The special rate pension was formerly, and more helpfully, referred to as the Totally and Permanently Incapacitated Pension. It is a pension that has been paid since 1920 and was designed for the those returned soldiers from the First World War who, though still young, were severely disabled, unable to work and incapable of supporting themselves or their families.
Section 24 prescribes the criteria which must be met before a special rate pension is paid. Apart from the requirement of lodging an application under s 15, which the veteran clearly has, s 24 mandates a series of tests.
First, s 24(1)(aab) requires that a veteran must not have turned 65 when the claim or application is made. In this matter the veteran satisfies this requirement.
Second, the veteran’s degree of incapacity from war-caused injury or war-caused disease must have been determined to be at least 70% – s 24(1)(a). Again, the veteran meets this requirement as his pension has been assessed at 100% of the general rate.
Third, the veteran must be totally and permanently incapacitated, that is, the veteran’s incapacity must be of such a nature as, of itself alone, renders the veteran incapable of undertaking remunerative work for periods aggregating more than 8 hours per week. – s 24(1)(b).
It is necessary, when addressing s 24(1)(b), to have regard to s 28. When determining what remunerative work a veteran is capable of doing, the decision-maker is required to have regard to the following matters only:
(a)The vocational, trade and professional skills, qualifications and experience of the veteran;
(b)The kinds of remunerative work which a person with the skills, qualifications and experience referred to in (a) might reasonably undertake; and
(c)The degree to which the physical or mental impairment of the veteran as a result of the injury or disease, or both, has reduced his capacity to undertake the kinds of remunerative work referred to in (b).
Fourth, s 24(1)(c) requires, inter alia, that the veteran is, by reason of incapacity of war-caused injury or war-caused disease or both, alone, prevented from continuing to undertake remunerative work that the veteran was undertaking.
The Tribunal has the benefit of the recent Full Federal Court decision of Smith where Buchanan J made the following observations about this subsection in the context of s 24 as a whole ([47] – [49]/465-466):
“47 Section 24(1)(b) and (c), when read together, state a composite test containing a series of conditions. First, s 24(1)(b) requires that a veteran be rendered, by the war-related incapacity alone, incapable of working more than eight hours per week. Secondly, s 24(1)(c) requires that the veteran be prevented, by that incapacity alone (ie not for other reasons) from continuing earlier remunerative work. Thirdly, s 24(1)(c) requires that prevention for that reason from continuing that work be the cause of a loss of earnings. Fourthly, s 24(1)(c) requires that the loss of earnings would not be suffered but for the incapacity.
48 The operation of s 24(1)(c) is capable of being informed by the provisions of
s 24(2). The overall effect of s 24(1)(c) may be summarised as one which requires a demonstrated loss of earnings as the direct result of the war-related incapacity, and only for that reason. Section 24(2)(a) supplements the requirements of
s 24(1)(c) by identifying specific circumstances which will cause it not to be satisfied. Those circumstances, in effect, state the opposite to the conditions in
s 24(1)(c) itself. Thus, there is no established loss of earnings by reason of the incapacity if remunerative work was ceased for other reasons (s 24(2)(a)(i)), or if the veteran is also incapacitated or prevented from doing remunerative work for some other reason (s 24(2)(a)(ii)). In this assessment, of course, it continues to be accepted that the veteran is actually incapacitated in any event (‘a veteran who is incapacitated…’). The purpose of the enquiry is to see whether, nevertheless, there are other explanations for economic loss so that the incapacity is not the only reason for it.

########################################

### [TO DO]
1 - In the excerpt on the special rate pension, why does the veteran meet the second requirement, under s 24(1)(a)?
2 - Answer these questions from the special rate pension excerpt.
(a) Since what year has the pension been paid?
(b) What age must a veteran not have reached when the claim or application is made?
(c) Which judge made the quoted observations in the Smith decision?
3 - Update the special rate pension excerpt. Give the part that begins with the words "Fourth, s 24(1)(c)" and ends with "veteran was undertaking.", replacing "inter alia" with "among other things".

Stored data
########################################

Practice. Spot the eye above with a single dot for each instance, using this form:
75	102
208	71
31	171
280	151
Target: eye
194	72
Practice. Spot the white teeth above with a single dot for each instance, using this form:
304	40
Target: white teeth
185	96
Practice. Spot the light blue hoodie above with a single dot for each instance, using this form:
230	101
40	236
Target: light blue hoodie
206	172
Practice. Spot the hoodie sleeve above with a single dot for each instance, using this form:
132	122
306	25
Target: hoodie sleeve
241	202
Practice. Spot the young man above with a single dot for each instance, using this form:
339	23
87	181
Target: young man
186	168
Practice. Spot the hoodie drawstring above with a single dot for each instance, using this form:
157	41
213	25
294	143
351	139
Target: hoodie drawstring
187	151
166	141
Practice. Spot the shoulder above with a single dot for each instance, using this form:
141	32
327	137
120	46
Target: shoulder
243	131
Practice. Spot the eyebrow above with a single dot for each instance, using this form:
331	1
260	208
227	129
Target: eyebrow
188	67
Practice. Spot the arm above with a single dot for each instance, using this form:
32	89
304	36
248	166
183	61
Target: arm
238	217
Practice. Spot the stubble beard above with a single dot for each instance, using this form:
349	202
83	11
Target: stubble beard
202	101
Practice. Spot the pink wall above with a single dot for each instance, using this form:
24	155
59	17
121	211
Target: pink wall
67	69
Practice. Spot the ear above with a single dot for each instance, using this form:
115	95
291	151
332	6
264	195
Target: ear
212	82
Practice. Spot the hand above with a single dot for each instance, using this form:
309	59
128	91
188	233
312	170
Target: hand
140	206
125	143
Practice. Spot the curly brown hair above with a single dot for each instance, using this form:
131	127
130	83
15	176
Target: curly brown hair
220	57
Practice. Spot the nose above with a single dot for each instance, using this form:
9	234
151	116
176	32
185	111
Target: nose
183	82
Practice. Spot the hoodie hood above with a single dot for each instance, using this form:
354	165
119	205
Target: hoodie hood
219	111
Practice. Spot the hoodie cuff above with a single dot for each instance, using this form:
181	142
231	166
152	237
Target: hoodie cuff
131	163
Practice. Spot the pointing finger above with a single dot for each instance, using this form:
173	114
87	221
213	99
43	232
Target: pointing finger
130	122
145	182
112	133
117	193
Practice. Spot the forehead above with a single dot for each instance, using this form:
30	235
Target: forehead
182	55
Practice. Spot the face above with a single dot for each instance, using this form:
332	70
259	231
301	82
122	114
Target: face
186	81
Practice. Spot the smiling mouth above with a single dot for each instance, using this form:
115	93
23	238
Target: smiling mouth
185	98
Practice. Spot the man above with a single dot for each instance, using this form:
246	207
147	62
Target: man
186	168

########################################

### [SOLUTIONS TO THE EXERCISE]
1 - Section 24(1)(a) requires the veteran's degree of incapacity from war-caused injury or war-caused disease to be at least 70%. The veteran meets this because his pension has been assessed at 100% of the general rate.

2 -
(a) 1920
(b) 65
(c) Buchanan J

3 -
Fourth, s 24(1)(c) requires, among other things, that the veteran is, by reason of incapacity of war-caused injury or war-caused disease or both, alone, prevented from continuing to undertake remunerative work that the veteran was undertaking.